PASSAGE GIVEN |
Every Scene Needs Conflict

Every scene needs conflict by Leslie Watts via writership.com

Conflict is a primary ingredient of stories and scenes. Although we love it when our own lives go well, a story without conflict has no narrative drive or unanswered questions. 

We may pick up a story because we're interested in the premise, but we stick with it because we want to see how it turns out. A question arises within our mind in the beginning hook, and we want the answer. Without conflict, we may have a series of events that are connected, but not a true story.

The same is true for scenes. Conflict isn’t the only thing needed to make a scene work, but it’s a necessary component. In this post, I explore why we need conflict in every scene, how to check whether you have enough, and how to amplify it if you don't. 

Every scene needs conflict

Every story needs conflict, but what about individual scenes? They absolutely do. Why? For the same reason. Conflict drives a story because it puts the protagonist’s wants and needs in jeopardy. The reader wonders will they be successful in pursuing a smaller goal. If it's a cakewalk, the reader’s interest will fade, and they will put the book down.

Every scene?

When I say that every scene needs conflict, an oppositional voice inside me asks, every scene? Yes.

Scenes are mini-stories that must abide by the Five Commandments of Storytelling to satisfy the reader and meet their expectations. The progressive complication, commandment two of the five, is a major obstacle between the character and their scene goal.

If you ask Robert McKee, a master screenwriter and the author of Story, he’ll tell you that a scene is “an action through conflict in a unity or continuity of time and space that turns the value-charged condition of the character’s life.” He’s packed a lot into that sentence, but here’s what I want you to take away: Characters act in the face of conflict to create change.

Conflict must be substantial because people resist change and often prefer to be deeply uncomfortable. Steven Pressfield wisely notes we resist “any act that rejects immediate gratification in favor of long-term growth, health, or integrity. Or, expressed another way, any act that derives from our higher nature instead of our lower.”  Adequate conflict, however, can get us moving. In this respect, our characters reflect their breathing counterparts.


The oppositional voice within me wonders, has there ever been a great story written with scenes that lack conflict? Yes. But that is the wrong question to ask. Were those stories stronger because they had scenes that lack conflict? Is that what makes them great? I’ve yet to see one where that’s the case.

As writers who hope to connect with readers and tell stories that delight them, there is so much outside our control. Even though we can share our stories without securing the permission of a traditional publishing house, we still can’t make people buy, read, or love our books.

WHAT IS ASKED |
1. Reproduce word for word the part of the scene-conflict article starting with "Every story needs" and going on through "the book down.".
2. Pick up the scene-conflict article after its final sentence and keep writing it.

ENTRIES |
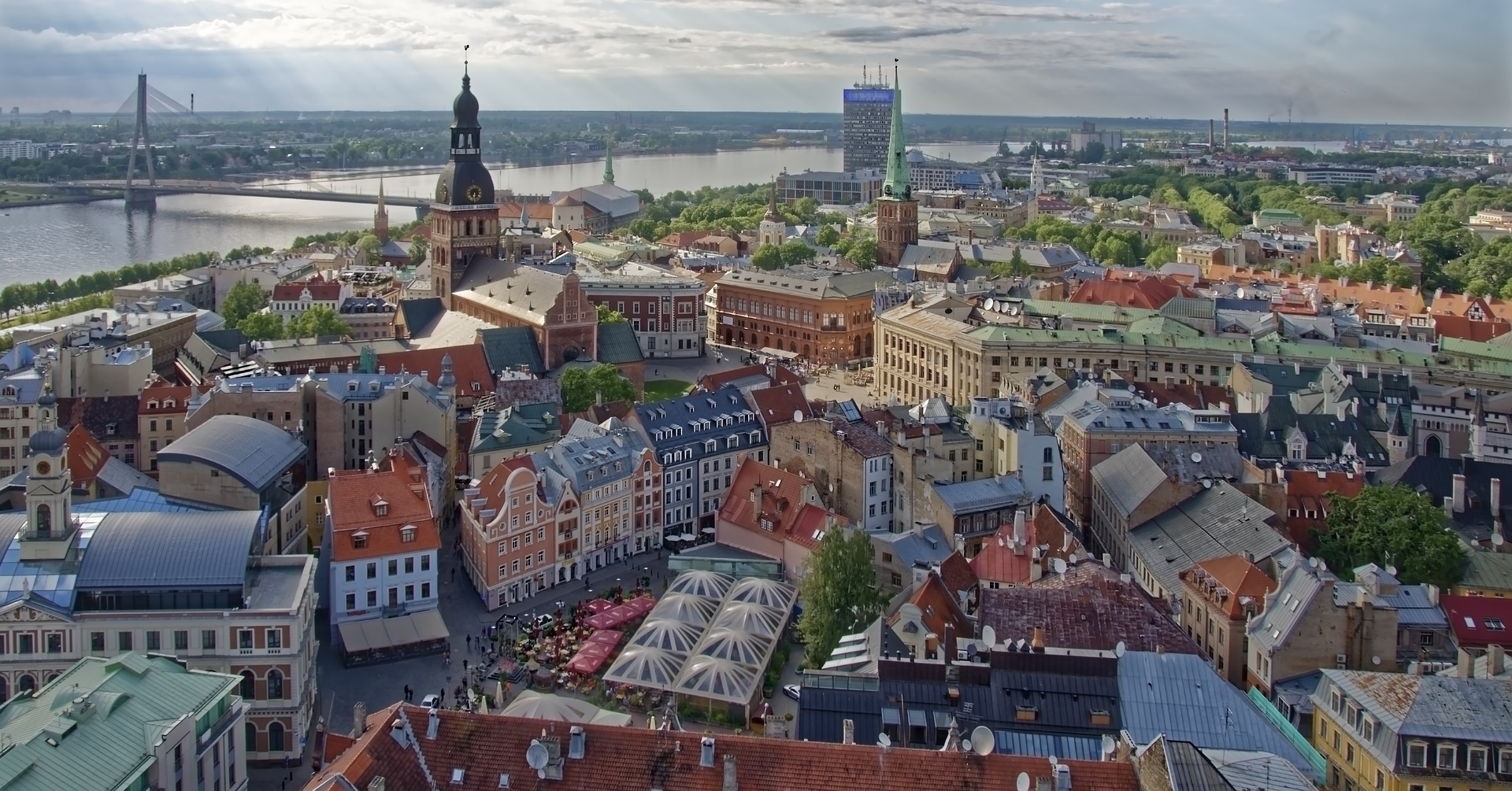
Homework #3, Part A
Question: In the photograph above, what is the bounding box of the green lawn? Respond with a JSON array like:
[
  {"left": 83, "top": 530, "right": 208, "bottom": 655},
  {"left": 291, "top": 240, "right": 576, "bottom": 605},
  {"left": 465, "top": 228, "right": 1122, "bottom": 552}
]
[{"left": 646, "top": 379, "right": 692, "bottom": 404}]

ANSWERS FOR THE TASKS |
1.
Every story needs conflict, but what about individual scenes? They absolutely do. Why? For the same reason. Conflict drives a story because it puts the protagonist’s wants and needs in jeopardy. The reader wonders will they be successful in pursuing a smaller goal. If it's a cakewalk, the reader’s interest will fade, and they will put the book down.

2.
What we can control is the time and care we take in revision. We can make sure each story has the elements necessary to meet our reader’s expectations—should they offer the privilege of their money and time. Skimping on conflict should not be our goal. Instead of resisting story form, we should focus on innovating what makes a story great.

Once that inner voice accepts that conflict is our friend—at least as far as stories are concerned—we need to check our work and add conflict where necessary. You’ll be glad to hear that it’s a relatively straightforward process.

Creating conflict in a scene

When we understand what our point of view character wants and why they want it, we can assess the conflict in a scene and augment it as necessary. To illustrate, I’ll create the skeleton of a scene with William, a young naval captain. He experiences smooth sailing on his first cruise, but then something happens to disrupt the status quo: the sailor on watch in the crow’s nest spots an enemy ship on the horizon.

That’s the inciting incident, and when that happens, William can’t help but think of something he wants, in other words, a goal.

Character Goals

Goals can be of achievement (the character wants to make, do, or become something) or resistance (the character wants to stop or resist something). Another way to classify goals is to think of them as gaining possession of something, relief from something, or revenge for something. Keep in mind that a goal should be specific, concrete, and immediate.

A goal includes a decision to act, which should be clear enough that you could imagine the character performing action that would bring it about.

William might wish to slip away unnoticed (resistance or potential relief), or he might hope he can catch the other ship for the opportunity to take it (achievement or possession). He could want to sink the ship, especially if it’s Joe, who has sunk several merchant and war ships from William’s country (revenge). William will do his duty, and pursue the enemy ship to take it as a prize and its crew as prisoners for trade. He orders a change of course.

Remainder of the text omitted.